## TASK BRIEF
The required answer is each line in the entries below where "with" occurs.

Top of DATA TO EXAMINE

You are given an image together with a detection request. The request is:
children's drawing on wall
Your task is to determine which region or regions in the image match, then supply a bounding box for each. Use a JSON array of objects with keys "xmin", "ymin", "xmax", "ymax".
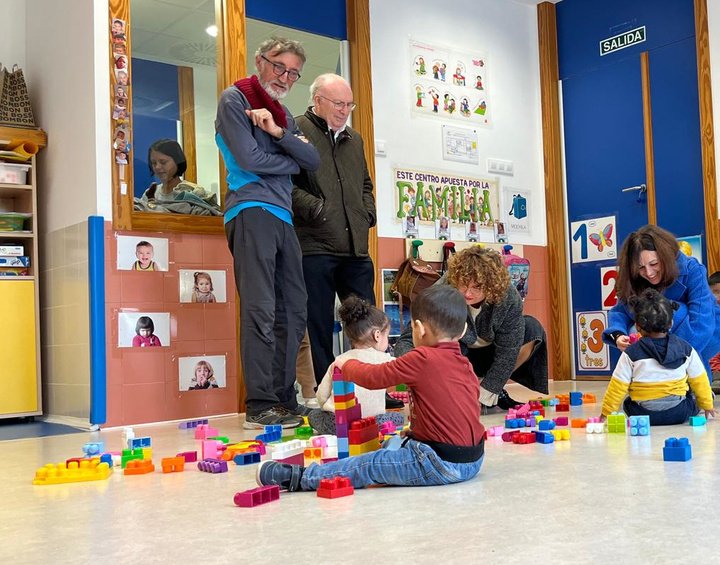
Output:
[
  {"xmin": 179, "ymin": 269, "xmax": 228, "ymax": 303},
  {"xmin": 404, "ymin": 215, "xmax": 418, "ymax": 238},
  {"xmin": 503, "ymin": 187, "xmax": 530, "ymax": 236},
  {"xmin": 410, "ymin": 38, "xmax": 491, "ymax": 125},
  {"xmin": 116, "ymin": 235, "xmax": 169, "ymax": 271},
  {"xmin": 677, "ymin": 235, "xmax": 702, "ymax": 263},
  {"xmin": 118, "ymin": 312, "xmax": 170, "ymax": 348},
  {"xmin": 394, "ymin": 168, "xmax": 499, "ymax": 238},
  {"xmin": 179, "ymin": 355, "xmax": 226, "ymax": 391},
  {"xmin": 436, "ymin": 216, "xmax": 450, "ymax": 240}
]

Bottom of DATA TO EXAMINE

## RESULT
You are given an image together with a detection request. The request is:
Your task is to determine which region or regions in the image match, then supply a bounding box for each. Use a JSON array of objects with keys "xmin", "ymin", "xmax", "ymax".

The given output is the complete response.